[HOW TO COMPLETE THIS TASK] Starting at the line that contains "If you could pick out the cinnamon", return every line down to the end of the records below, exactly as written.

[EXTRACTED MATERIAL]
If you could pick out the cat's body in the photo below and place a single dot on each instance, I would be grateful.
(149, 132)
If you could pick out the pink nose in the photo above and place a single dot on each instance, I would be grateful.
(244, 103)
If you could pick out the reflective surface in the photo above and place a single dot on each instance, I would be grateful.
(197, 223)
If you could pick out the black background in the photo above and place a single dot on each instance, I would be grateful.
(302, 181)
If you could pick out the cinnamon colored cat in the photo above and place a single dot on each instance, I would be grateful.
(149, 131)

[EXERCISE SOLUTION]
If you could pick out the cinnamon colored cat in the photo above and place a single dot on each instance, I would be grateful.
(149, 131)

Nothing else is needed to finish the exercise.